(位置特定の項目)
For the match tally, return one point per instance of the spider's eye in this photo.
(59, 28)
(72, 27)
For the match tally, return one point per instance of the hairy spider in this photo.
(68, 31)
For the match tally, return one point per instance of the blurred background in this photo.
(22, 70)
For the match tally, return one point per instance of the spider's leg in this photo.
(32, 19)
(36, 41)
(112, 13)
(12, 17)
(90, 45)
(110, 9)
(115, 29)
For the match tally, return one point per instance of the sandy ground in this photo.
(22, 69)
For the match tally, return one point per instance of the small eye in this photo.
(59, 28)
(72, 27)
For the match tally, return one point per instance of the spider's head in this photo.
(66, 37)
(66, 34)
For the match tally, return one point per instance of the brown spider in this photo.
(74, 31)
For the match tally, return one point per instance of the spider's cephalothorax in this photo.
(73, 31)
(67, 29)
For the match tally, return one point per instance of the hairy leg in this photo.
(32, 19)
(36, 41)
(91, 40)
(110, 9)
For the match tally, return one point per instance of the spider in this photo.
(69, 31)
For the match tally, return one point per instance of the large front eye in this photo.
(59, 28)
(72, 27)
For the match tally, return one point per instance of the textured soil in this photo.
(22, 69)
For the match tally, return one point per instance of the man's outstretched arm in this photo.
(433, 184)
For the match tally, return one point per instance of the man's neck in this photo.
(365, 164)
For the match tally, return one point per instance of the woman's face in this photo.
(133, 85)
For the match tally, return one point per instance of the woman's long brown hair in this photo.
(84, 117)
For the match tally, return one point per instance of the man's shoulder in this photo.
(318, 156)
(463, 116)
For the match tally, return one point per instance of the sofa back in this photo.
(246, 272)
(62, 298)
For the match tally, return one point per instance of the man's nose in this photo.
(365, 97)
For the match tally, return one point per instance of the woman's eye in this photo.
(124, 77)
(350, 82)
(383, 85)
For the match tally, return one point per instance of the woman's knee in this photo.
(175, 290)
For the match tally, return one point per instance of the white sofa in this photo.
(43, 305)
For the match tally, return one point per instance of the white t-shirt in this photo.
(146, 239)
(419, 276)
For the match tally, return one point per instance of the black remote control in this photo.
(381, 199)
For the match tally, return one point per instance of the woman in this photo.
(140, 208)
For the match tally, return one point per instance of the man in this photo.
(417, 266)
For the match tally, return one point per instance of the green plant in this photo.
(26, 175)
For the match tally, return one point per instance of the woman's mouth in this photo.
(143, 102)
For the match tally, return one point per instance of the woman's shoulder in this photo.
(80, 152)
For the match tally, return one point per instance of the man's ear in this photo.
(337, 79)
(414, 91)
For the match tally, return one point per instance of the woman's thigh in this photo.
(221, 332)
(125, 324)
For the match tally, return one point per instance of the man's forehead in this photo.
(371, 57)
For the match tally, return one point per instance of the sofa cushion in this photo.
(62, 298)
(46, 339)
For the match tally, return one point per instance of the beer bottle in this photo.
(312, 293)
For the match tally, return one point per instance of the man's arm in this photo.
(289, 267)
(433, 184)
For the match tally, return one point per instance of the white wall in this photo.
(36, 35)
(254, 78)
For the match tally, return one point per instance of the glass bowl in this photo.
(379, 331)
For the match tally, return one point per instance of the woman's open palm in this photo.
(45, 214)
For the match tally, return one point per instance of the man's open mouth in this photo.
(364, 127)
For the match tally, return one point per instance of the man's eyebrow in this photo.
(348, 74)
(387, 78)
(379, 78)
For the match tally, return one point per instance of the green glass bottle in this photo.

課題の目標: 上の記録を一行も省かず、すべてそのまま繰り返してください。

出力全文:
For the match tally, return one point per instance of the spider's eye in this photo.
(59, 28)
(72, 27)
For the match tally, return one point per instance of the hairy spider in this photo.
(68, 31)
For the match tally, return one point per instance of the blurred background in this photo.
(22, 70)
For the match tally, return one point per instance of the spider's leg in this photo.
(32, 19)
(36, 41)
(112, 13)
(12, 17)
(90, 45)
(110, 9)
(115, 29)
For the match tally, return one point per instance of the sandy ground in this photo.
(22, 69)
For the match tally, return one point per instance of the small eye in this photo.
(59, 28)
(72, 27)
For the match tally, return one point per instance of the spider's head in this photo.
(66, 37)
(66, 34)
For the match tally, return one point per instance of the brown spider in this photo.
(74, 31)
For the match tally, return one point per instance of the spider's cephalothorax in this photo.
(73, 31)
(67, 29)
For the match tally, return one point per instance of the hairy leg in this photo.
(32, 19)
(36, 41)
(91, 40)
(110, 9)
For the match tally, return one point per instance of the spider in this photo.
(69, 31)
For the match tally, return one point per instance of the large front eye in this photo.
(59, 28)
(72, 27)
For the match tally, return one point per instance of the textured soil in this photo.
(22, 69)
For the match tally, return one point per instance of the man's outstretched arm in this photo.
(433, 184)
For the match tally, return one point per instance of the man's neck in this photo.
(365, 164)
For the match tally, return one point per instance of the woman's face in this photo.
(133, 85)
For the match tally, return one point per instance of the woman's long brown hair in this photo.
(84, 117)
For the match tally, return one point per instance of the man's shoulder in this photo.
(318, 156)
(463, 116)
For the match tally, return one point per instance of the sofa back in this photo.
(246, 272)
(62, 298)
For the match tally, return one point per instance of the man's nose in this photo.
(365, 97)
For the match tally, return one point per instance of the woman's eye in this photo.
(124, 77)
(350, 82)
(383, 85)
For the match tally, return one point per instance of the woman's knee in this photo.
(175, 290)
For the match tally, return one point per instance of the white sofa in this photo.
(43, 305)
For the match tally, return one point per instance of the white t-shirt in this photo.
(146, 239)
(419, 276)
For the match tally, return one point per instance of the black remote control in this photo.
(381, 199)
For the match tally, return one point per instance of the woman in this photo.
(140, 208)
For the match tally, return one point per instance of the man in this photo.
(417, 266)
For the match tally, return one point per instance of the green plant in this photo.
(26, 175)
For the match tally, return one point per instance of the woman's mouth in this photo.
(143, 102)
For the match tally, return one point per instance of the woman's shoulder in this photo.
(80, 152)
For the match tally, return one point per instance of the man's ear in this photo.
(337, 79)
(414, 91)
For the match tally, return one point per instance of the woman's thigh in this photo.
(221, 332)
(125, 324)
For the match tally, return one point per instance of the man's forehead in this photo.
(371, 57)
For the match tally, return one point per instance of the sofa cushion in this photo.
(62, 298)
(46, 339)
For the match tally, return one point per instance of the beer bottle in this photo.
(312, 293)
For the match tally, return one point per instance of the man's arm in this photo.
(289, 267)
(433, 184)
For the match tally, return one point per instance of the white wall in this photo.
(36, 35)
(254, 78)
For the match tally, return one point per instance of the glass bowl in this photo.
(379, 331)
For the match tally, return one point per instance of the woman's open palm in this photo.
(45, 214)
For the match tally, return one point per instance of the man's open mouth in this photo.
(364, 127)
For the match tally, return one point per instance of the man's eyebrow in this photo.
(348, 74)
(387, 78)
(379, 78)
For the match tally, return one point per instance of the green glass bottle in this photo.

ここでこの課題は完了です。